I used to think it was a parent’s job to protect their kids from pain. Now I know, it’s a parent’s job to point their kids in the direction of the pain…
I failed my daughter.
It’s the end of August, we’re in a new town with new schools, and we’re walking toward the building where she’ll begin kindergarten in three short days. It’s our first back-to-school orientation in this new place, so we’re figuring it out as we go. And, as I look around at the converging crowd, I see moms and dads and grandparents with little human beings in tow, and all the big people are carrying big bags full of bulk Kleenex, gallon-sized Ziploc bags, and vats of hand sanitizer.
I, in contrast, am empty-handed.
And my daughter is observant.
She looks up at me with concern in her eyes and asks, “Daddy, why are all the other kids bringing their stuff to school today?”
I’m tempted to respond, “Well, Sweetie, because those bags are bigger than you, and it will be impossible for you to carry it into your first day of school all by yourself along with your big backpack and the big lump in your throat, so every other parent is doing the completely obvious thing and getting the delivery out of the way ahead of time. You see, the other parents are smarter and probably just plain better than me. Also, though you will already feel lonely and alienated enough on your first day at a new school in a new town, I wanted to make sure you feel even more different than the other kids.”
Then, I imagine handing her a blank check for the years of therapy she’s going to need.
What I actually say is, “Sweetie, this is all new to us, so we’re making it up as we go. We’ll figure it out, though.” Meanwhile, the little kid inside of me who remembers what it was like to be on a first-day-of-school-in-a-new-town playground is off crying in some corner of my heart and quietly hating me for my incompetence.
After all, isn’t it a father’s job to protect his kids from all pain and suffering?
__________________________________________________
### Exercise instructions
• 1. In two sentences, summarize the passage about the kindergarten orientation.
• 2. Retype the portion of the passage that starts with the words containing "She looks up" and ends with "going to need.".
The material that comes next stands apart from the passage.

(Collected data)
__________________________________________________
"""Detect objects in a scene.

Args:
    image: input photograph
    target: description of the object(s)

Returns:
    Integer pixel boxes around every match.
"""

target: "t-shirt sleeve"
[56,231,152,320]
__________________________________________________
### Written responses
• 1. At a back-to-school orientation in a new town, the narrator arrives empty-handed while other families carry large bags of supplies, and his observant daughter asks why the other kids are bringing their stuff to school. He tells her they are making it up as they go, while privately feeling that he has failed her and asking himself whether a father's job is to protect his kids from all pain and suffering.

• 2.
She looks up at me with concern in her eyes and asks, “Daddy, why are all the other kids bringing their stuff to school today?”
I’m tempted to respond, “Well, Sweetie, because those bags are bigger than you, and it will be impossible for you to carry it into your first day of school all by yourself along with your big backpack and the big lump in your throat, so every other parent is doing the completely obvious thing and getting the delivery out of the way ahead of time. You see, the other parents are smarter and probably just plain better than me. Also, though you will already feel lonely and alienated enough on your first day at a new school in a new town, I wanted to make sure you feel even more different than the other kids.”
Then, I imagine handing her a blank check for the years of therapy she’s going to need.